> **Request**:
Can you arrange every one of the items below as a numbered list, with the pictures and blank lines left out?

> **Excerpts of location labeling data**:
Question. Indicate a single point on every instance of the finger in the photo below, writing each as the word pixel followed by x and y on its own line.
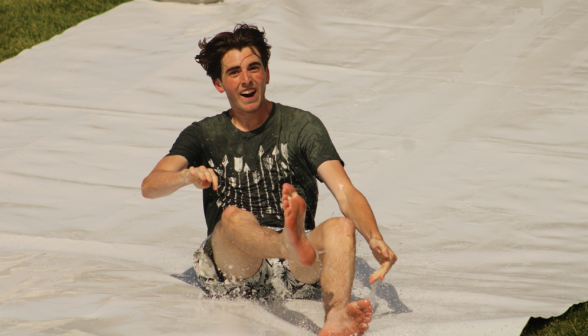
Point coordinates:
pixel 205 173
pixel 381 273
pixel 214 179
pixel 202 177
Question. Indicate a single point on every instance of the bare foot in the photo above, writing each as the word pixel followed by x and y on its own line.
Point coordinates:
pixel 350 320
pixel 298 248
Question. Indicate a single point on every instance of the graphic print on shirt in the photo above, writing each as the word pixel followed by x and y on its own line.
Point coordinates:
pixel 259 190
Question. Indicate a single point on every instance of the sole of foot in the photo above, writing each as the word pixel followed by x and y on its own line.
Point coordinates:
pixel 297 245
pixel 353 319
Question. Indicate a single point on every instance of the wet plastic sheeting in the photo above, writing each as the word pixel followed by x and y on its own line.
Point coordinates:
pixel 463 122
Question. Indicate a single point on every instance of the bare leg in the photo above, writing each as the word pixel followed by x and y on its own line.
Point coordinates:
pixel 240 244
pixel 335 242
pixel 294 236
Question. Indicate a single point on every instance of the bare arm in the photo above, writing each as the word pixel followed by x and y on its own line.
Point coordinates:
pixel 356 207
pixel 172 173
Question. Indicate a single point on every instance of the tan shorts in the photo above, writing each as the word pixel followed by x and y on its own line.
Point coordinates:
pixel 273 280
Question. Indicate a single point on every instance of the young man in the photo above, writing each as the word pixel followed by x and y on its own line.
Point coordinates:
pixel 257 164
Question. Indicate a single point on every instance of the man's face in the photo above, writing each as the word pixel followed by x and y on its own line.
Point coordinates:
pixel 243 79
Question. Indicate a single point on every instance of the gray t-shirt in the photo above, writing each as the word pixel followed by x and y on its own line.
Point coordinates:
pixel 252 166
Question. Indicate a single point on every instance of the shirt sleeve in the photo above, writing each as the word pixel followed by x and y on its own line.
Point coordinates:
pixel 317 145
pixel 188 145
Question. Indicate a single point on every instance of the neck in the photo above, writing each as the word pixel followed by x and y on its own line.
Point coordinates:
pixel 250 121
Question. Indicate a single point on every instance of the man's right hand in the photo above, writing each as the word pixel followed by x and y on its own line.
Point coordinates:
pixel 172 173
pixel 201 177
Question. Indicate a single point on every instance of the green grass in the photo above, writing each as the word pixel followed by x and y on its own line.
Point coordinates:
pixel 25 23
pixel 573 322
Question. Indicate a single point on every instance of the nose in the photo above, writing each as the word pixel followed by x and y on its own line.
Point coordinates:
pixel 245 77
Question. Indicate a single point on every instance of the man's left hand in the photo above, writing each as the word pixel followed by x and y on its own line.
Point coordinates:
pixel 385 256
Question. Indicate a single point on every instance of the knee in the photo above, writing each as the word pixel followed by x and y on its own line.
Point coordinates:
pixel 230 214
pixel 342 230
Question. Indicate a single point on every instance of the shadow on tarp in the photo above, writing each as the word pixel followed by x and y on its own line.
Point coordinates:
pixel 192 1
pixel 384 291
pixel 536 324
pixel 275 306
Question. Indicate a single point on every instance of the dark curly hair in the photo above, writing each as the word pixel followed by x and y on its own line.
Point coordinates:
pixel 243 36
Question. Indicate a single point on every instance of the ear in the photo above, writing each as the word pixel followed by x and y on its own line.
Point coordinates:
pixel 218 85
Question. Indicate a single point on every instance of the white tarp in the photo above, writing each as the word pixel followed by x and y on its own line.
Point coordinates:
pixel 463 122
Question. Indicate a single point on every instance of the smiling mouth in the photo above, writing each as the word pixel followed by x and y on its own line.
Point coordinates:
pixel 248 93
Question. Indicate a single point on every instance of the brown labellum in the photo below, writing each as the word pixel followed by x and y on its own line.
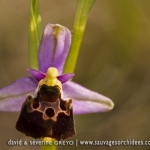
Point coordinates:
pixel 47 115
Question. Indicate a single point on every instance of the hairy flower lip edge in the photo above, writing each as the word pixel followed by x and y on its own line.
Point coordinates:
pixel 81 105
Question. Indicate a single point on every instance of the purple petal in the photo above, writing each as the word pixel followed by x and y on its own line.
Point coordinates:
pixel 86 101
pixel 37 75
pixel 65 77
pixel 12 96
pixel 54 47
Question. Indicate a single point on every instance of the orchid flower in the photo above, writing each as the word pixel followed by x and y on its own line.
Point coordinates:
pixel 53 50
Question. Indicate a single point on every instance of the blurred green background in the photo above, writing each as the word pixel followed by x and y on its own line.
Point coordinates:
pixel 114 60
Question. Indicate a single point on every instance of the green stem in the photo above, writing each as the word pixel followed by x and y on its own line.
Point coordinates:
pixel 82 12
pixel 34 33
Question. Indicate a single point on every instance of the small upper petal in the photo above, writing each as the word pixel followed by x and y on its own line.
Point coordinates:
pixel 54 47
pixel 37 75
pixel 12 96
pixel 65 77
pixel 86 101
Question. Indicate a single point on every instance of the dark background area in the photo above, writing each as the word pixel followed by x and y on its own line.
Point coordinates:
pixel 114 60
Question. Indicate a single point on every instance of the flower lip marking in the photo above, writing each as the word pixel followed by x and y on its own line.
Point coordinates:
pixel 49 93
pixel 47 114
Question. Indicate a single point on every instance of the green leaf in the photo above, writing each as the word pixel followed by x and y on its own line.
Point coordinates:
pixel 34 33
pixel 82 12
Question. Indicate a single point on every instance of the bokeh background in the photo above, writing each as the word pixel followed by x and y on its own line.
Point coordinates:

> **The response**:
1. Question. Indicate a single point on every instance of the finger in the photo below, writing each as the word pixel followed by x and y on its own line.
2. Point coordinates:
3. pixel 205 173
4. pixel 381 273
5. pixel 214 179
6. pixel 202 177
7. Question. Indicate a single point on every instance of the bare foot in the photo above, writing each as the word pixel followed by x and y on its own line.
8. Point coordinates:
9. pixel 350 320
10. pixel 298 248
11. Question. Indicate a single point on every instance of the graphic print on shirt in the photo above, writing each as the word pixel followed by x and y on its own line.
12. Point coordinates:
13. pixel 259 190
14. Question. Indicate a single point on every instance of the sole of foot in the photo above, writing each as the word pixel followed by x and y on its own line.
15. Point coordinates:
16. pixel 297 245
17. pixel 353 319
18. Question. Indicate a single point on every instance of the wet plastic sheeting in the photo above, writing each as the word pixel followed by x and y on its own line.
19. Point coordinates:
20. pixel 463 122
21. Question. Indicate a single point on every instance of the bare leg in the photo above, writing each as the word pixel followed by x and y on its own line.
22. Point coordinates:
23. pixel 240 244
24. pixel 335 242
25. pixel 294 236
26. Question. Indicate a single point on every instance of the bare arm in the photo above, writing each as the word pixel followed by x and y on its own line.
27. Point coordinates:
28. pixel 356 207
29. pixel 172 173
30. Question. Indicate a single point on every instance of the tan shorts in the photo above, writing each as the word pixel followed by x and y on its own line.
31. Point coordinates:
32. pixel 273 280
33. Question. Indicate a single point on every instance of the young man in the photo above, writing each as the word pixel followed by x and y on its own line.
34. Point coordinates:
35. pixel 257 164
36. Question. Indicate a single point on every instance of the man's face in the photo above, writing each as the word pixel followed by x and y on its own line.
37. Point coordinates:
38. pixel 243 79
39. Question. Indicate a single point on every instance of the gray t-shirt in the photo above, writing each as the word pixel followed by x and y on its own line.
40. Point coordinates:
41. pixel 252 166
42. Question. Indicate a single point on every instance of the shirt sleeve in the photo above, writing each as the word pixel followed by x and y on its own line.
43. Point coordinates:
44. pixel 317 145
45. pixel 188 145
46. Question. Indicate a single point on every instance of the neck in the photo above, writing each as the word pixel followed by x and y on its own line.
47. Point coordinates:
48. pixel 250 121
49. Question. Indicate a single point on every instance of the man's right hand in the photo above, writing each as the word pixel followed by x and y on its own line.
50. Point coordinates:
51. pixel 172 173
52. pixel 201 177
53. Question. Indicate a single point on every instance of the green grass in the photo above, writing each as the word pixel followed by x and y on its own line.
54. Point coordinates:
55. pixel 25 23
56. pixel 573 322
57. Question. Indicate a single point on every instance of the nose in the photo above, writing each as the word pixel followed by x and y on its own line.
58. Point coordinates:
59. pixel 245 77
60. Question. Indicate a single point on every instance of the man's left hand in the photo above, writing each as the word pixel followed by x and y on its own line.
61. Point coordinates:
62. pixel 385 256
63. Question. Indicate a single point on every instance of the knee in the photo above, writing each as the word pixel followed by x and y on its own line.
64. Point coordinates:
65. pixel 230 214
66. pixel 342 230
67. Question. Indicate a single point on every instance of the shadow on tarp in the photo above, writing each as the word pixel followed by x and y on its own line.
68. Point coordinates:
69. pixel 192 1
70. pixel 384 291
71. pixel 536 324
72. pixel 275 306
73. Question. Indicate a single point on every instance of the dark curly hair in the photo above, writing each as the word pixel followed by x and y on its own line.
74. Point coordinates:
75. pixel 243 36
76. Question. Indicate a single point on every instance of the ear in the photo above, writing each as the word pixel followed by x and y on its own line.
77. Point coordinates:
78. pixel 218 85
79. Question. Indicate a single point on every instance of the white tarp in the photo above, writing each as the word pixel followed by x and y on its own line.
80. Point coordinates:
81. pixel 463 122
82. Question. Indicate a single point on every instance of the smiling mouth in the photo above, writing each as the word pixel followed by x and y on its own line.
83. Point coordinates:
84. pixel 248 93
85. Question. Indicate a single point on every instance of the brown labellum in the photo below, writing each as the word pixel followed by x and y on its own line.
86. Point coordinates:
87. pixel 47 115
88. Question. Indicate a single point on every instance of the hairy flower lip edge in the photo above, writing each as the word pixel followed by x and y on its own line.
89. Point coordinates:
90. pixel 81 105
91. Question. Indicate a single point on every instance of the purple petal in the photo above, writing each as the word pixel followed by x and y on its own line.
92. Point coordinates:
93. pixel 86 101
94. pixel 37 75
95. pixel 65 77
96. pixel 12 96
97. pixel 54 47
98. Question. Indicate a single point on every instance of the orchid flower in the photo above, writing each as the word pixel followed by x and y on its own line.
99. Point coordinates:
100. pixel 53 50
101. Question. Indicate a single point on every instance of the blurred green background in the photo above, writing each as the word pixel followed by x and y on its own line.
102. Point coordinates:
103. pixel 114 60
104. Question. Indicate a single point on every instance of the green stem in the photo above, writing each as the word pixel followed by x and y on its own line.
105. Point coordinates:
106. pixel 82 12
107. pixel 34 33
108. Question. Indicate a single point on every instance of the small upper petal in the photo above, writing each as the word pixel followed by x and y on its own line.
109. Point coordinates:
110. pixel 54 47
111. pixel 37 75
112. pixel 12 96
113. pixel 65 77
114. pixel 86 101
115. Question. Indicate a single point on every instance of the dark background area in the photo above, writing each as the word pixel followed by x and y on its own line.
116. Point coordinates:
117. pixel 114 60
118. Question. Indicate a single point on every instance of the flower lip marking in the photo above, writing each as the word pixel followed by x and y on its own line.
119. Point coordinates:
120. pixel 49 93
121. pixel 47 114
122. Question. Indicate a single point on every instance of the green leaf in the photo above, writing each as the word pixel followed by x and y on its own line.
123. Point coordinates:
124. pixel 34 33
125. pixel 82 12
126. Question. Indicate a single point on every instance of the bokeh background in the photo above, writing each as the word pixel followed by x and y on its own line.
127. Point coordinates:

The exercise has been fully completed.